→ **ROWS**
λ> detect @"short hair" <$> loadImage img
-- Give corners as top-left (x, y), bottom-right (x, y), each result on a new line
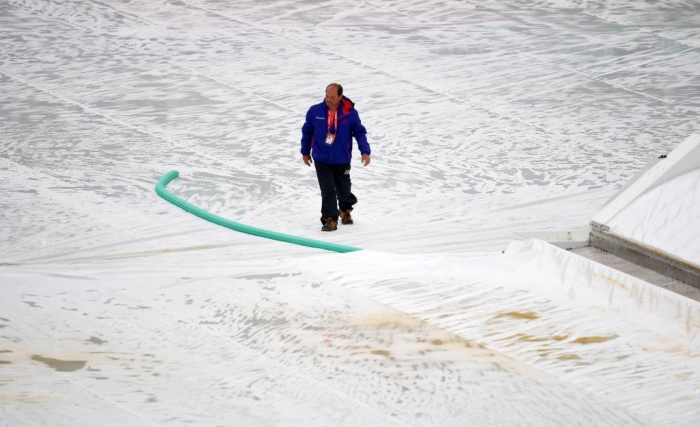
top-left (326, 83), bottom-right (343, 96)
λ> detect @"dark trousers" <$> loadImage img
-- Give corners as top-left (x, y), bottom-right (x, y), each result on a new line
top-left (314, 162), bottom-right (357, 224)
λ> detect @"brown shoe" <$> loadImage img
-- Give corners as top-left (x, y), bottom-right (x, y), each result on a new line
top-left (340, 208), bottom-right (353, 224)
top-left (321, 216), bottom-right (338, 231)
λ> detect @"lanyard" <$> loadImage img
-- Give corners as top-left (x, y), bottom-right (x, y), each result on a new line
top-left (328, 110), bottom-right (338, 135)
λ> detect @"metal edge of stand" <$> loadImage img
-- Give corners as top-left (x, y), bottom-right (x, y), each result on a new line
top-left (156, 170), bottom-right (362, 253)
top-left (590, 222), bottom-right (700, 289)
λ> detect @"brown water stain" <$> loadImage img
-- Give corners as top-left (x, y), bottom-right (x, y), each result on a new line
top-left (496, 311), bottom-right (540, 320)
top-left (32, 354), bottom-right (87, 372)
top-left (571, 335), bottom-right (618, 345)
top-left (350, 311), bottom-right (425, 331)
top-left (518, 334), bottom-right (549, 342)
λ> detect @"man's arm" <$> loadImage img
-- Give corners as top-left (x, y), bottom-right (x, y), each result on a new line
top-left (301, 108), bottom-right (314, 166)
top-left (352, 110), bottom-right (372, 166)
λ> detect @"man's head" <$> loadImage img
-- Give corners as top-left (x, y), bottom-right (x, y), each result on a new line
top-left (326, 83), bottom-right (343, 109)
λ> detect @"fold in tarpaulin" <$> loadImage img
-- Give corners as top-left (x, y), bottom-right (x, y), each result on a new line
top-left (299, 240), bottom-right (700, 426)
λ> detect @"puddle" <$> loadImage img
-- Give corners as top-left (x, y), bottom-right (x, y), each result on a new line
top-left (496, 311), bottom-right (540, 320)
top-left (571, 335), bottom-right (617, 344)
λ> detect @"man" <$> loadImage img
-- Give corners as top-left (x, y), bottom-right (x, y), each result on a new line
top-left (301, 83), bottom-right (371, 231)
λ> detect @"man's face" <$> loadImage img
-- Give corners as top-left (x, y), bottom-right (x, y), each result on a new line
top-left (326, 86), bottom-right (341, 109)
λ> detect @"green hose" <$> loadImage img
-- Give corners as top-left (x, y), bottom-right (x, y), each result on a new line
top-left (156, 171), bottom-right (362, 253)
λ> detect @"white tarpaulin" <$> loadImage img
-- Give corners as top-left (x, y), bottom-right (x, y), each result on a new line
top-left (0, 0), bottom-right (700, 427)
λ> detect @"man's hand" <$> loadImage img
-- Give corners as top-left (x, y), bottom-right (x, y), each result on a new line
top-left (362, 154), bottom-right (370, 166)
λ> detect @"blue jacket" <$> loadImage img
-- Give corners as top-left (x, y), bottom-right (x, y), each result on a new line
top-left (301, 96), bottom-right (371, 165)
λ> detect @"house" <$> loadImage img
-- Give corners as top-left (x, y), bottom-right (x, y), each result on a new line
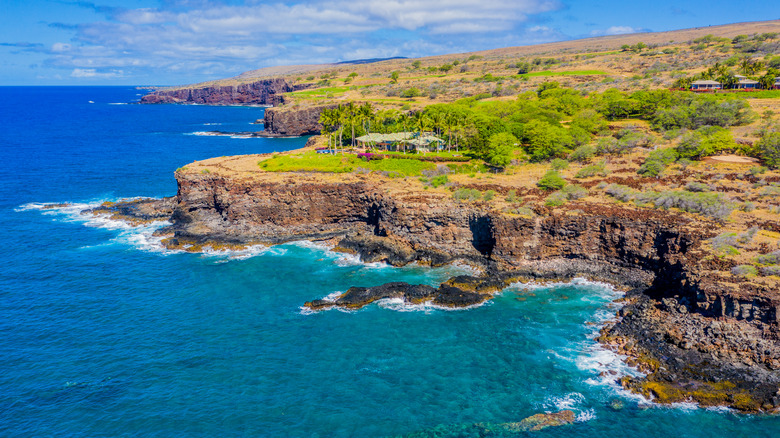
top-left (735, 79), bottom-right (761, 90)
top-left (691, 80), bottom-right (723, 91)
top-left (355, 132), bottom-right (444, 152)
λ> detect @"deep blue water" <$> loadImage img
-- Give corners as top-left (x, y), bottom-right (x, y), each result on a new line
top-left (0, 87), bottom-right (780, 437)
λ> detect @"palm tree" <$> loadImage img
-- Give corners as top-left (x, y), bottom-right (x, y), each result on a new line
top-left (319, 108), bottom-right (339, 150)
top-left (717, 72), bottom-right (739, 90)
top-left (358, 102), bottom-right (374, 134)
top-left (412, 111), bottom-right (430, 154)
top-left (430, 111), bottom-right (446, 135)
top-left (758, 73), bottom-right (776, 90)
top-left (444, 113), bottom-right (459, 152)
top-left (344, 102), bottom-right (360, 148)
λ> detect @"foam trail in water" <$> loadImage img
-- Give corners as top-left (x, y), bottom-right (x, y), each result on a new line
top-left (16, 198), bottom-right (176, 254)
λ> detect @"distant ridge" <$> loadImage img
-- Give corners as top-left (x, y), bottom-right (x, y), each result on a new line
top-left (161, 20), bottom-right (780, 89)
top-left (336, 56), bottom-right (409, 65)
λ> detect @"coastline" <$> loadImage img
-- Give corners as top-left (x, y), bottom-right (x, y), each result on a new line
top-left (77, 151), bottom-right (780, 412)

→ **WHAT IS NEEDED**
Write out all of the data above again, swapping every "loadImage" for "readImage" and changing nothing else. Leave the pictures out of your answer.

→ **EXPECTED ANSWER**
λ> detect @"short hair" <$> readImage img
-- Give corners as top-left (x, y), bottom-right (x, y), each result on a new line
top-left (326, 83), bottom-right (343, 96)
λ> detect @"dark trousers" <$> readImage img
-- Give corners as top-left (x, y), bottom-right (x, y), each result on a new line
top-left (314, 162), bottom-right (357, 224)
λ> detect @"brown shoe" <$> readImage img
-- Give corners as top-left (x, y), bottom-right (x, y), each result on a new line
top-left (340, 208), bottom-right (353, 224)
top-left (321, 216), bottom-right (338, 231)
λ> detect @"lanyard" <$> readImage img
-- Give corners as top-left (x, y), bottom-right (x, y), each result on a new line
top-left (328, 110), bottom-right (338, 135)
λ> detect @"metal edge of stand" <$> readImage img
-- Give corners as top-left (x, y), bottom-right (x, y), each result on a new line
top-left (156, 170), bottom-right (362, 253)
top-left (590, 222), bottom-right (700, 289)
λ> detect @"brown water stain" <$> readImage img
-- Give corners as top-left (x, y), bottom-right (x, y), each result on a new line
top-left (496, 311), bottom-right (540, 320)
top-left (32, 354), bottom-right (87, 372)
top-left (571, 335), bottom-right (618, 345)
top-left (350, 311), bottom-right (425, 331)
top-left (518, 334), bottom-right (549, 342)
λ> detect @"man's arm" <$> readImage img
-- Give corners as top-left (x, y), bottom-right (x, y), each result on a new line
top-left (301, 108), bottom-right (314, 166)
top-left (352, 110), bottom-right (372, 166)
λ> detect @"man's head" <$> readImage img
-- Give corners as top-left (x, y), bottom-right (x, y), each result on a new line
top-left (326, 83), bottom-right (343, 109)
λ> detect @"fold in tarpaulin" <$> readImage img
-- Give corners as top-left (x, y), bottom-right (x, y), each result on a new line
top-left (299, 240), bottom-right (700, 426)
λ> detect @"puddle" <$> readImage img
-- Give corners as top-left (x, y), bottom-right (x, y), each result on a new line
top-left (496, 311), bottom-right (540, 320)
top-left (571, 335), bottom-right (617, 344)
λ> detect @"man" <$> readImage img
-- Give corners as top-left (x, y), bottom-right (x, y), each result on a new line
top-left (301, 83), bottom-right (371, 231)
λ> detect @"man's face" <$> readImage img
-- Give corners as top-left (x, y), bottom-right (x, y), each result on a new line
top-left (326, 86), bottom-right (341, 109)
λ> detect @"green hose" <$> readImage img
-- Give corners as top-left (x, y), bottom-right (x, y), each result on a new line
top-left (156, 171), bottom-right (362, 253)
λ> detect @"white tarpaulin" <$> readImage img
-- Give corners as top-left (x, y), bottom-right (x, y), each result on a new line
top-left (0, 0), bottom-right (700, 427)
λ> detect @"man's hand" <$> readImage img
-- Give corners as top-left (x, y), bottom-right (x, y), each result on a new line
top-left (362, 154), bottom-right (370, 166)
λ> detect @"blue jacket" <$> readImage img
-- Give corners as top-left (x, y), bottom-right (x, y), each result on a new line
top-left (301, 96), bottom-right (371, 165)
λ> detect @"house" <$> readImage img
-- Give corners as top-left (x, y), bottom-right (x, y), each result on a new line
top-left (735, 79), bottom-right (761, 90)
top-left (691, 80), bottom-right (723, 91)
top-left (355, 132), bottom-right (444, 152)
λ> detect @"deep blue water" <$> readImage img
-- Give corners as top-left (x, y), bottom-right (x, y), each result on a new line
top-left (0, 87), bottom-right (780, 437)
λ> detect @"palm tree" <$> readImage img
-- Give corners as top-left (x, y), bottom-right (x, y), each result on a new line
top-left (319, 108), bottom-right (339, 150)
top-left (717, 72), bottom-right (739, 90)
top-left (358, 102), bottom-right (374, 134)
top-left (412, 111), bottom-right (430, 154)
top-left (430, 111), bottom-right (446, 135)
top-left (758, 73), bottom-right (776, 90)
top-left (444, 113), bottom-right (459, 152)
top-left (344, 102), bottom-right (360, 148)
λ> detect @"foam trail in water" <$> readImage img
-- Give corners as top-left (x, y), bottom-right (x, y), each result on a new line
top-left (16, 198), bottom-right (176, 254)
λ> detect @"distant ridge" <$> readImage img
-- Give corners as top-left (x, y), bottom-right (x, y), each result on a new line
top-left (161, 20), bottom-right (780, 89)
top-left (336, 56), bottom-right (409, 65)
λ> detect @"coastline" <$> readImage img
-- Give corners as top-left (x, y), bottom-right (x, y), each result on a new line
top-left (77, 151), bottom-right (780, 412)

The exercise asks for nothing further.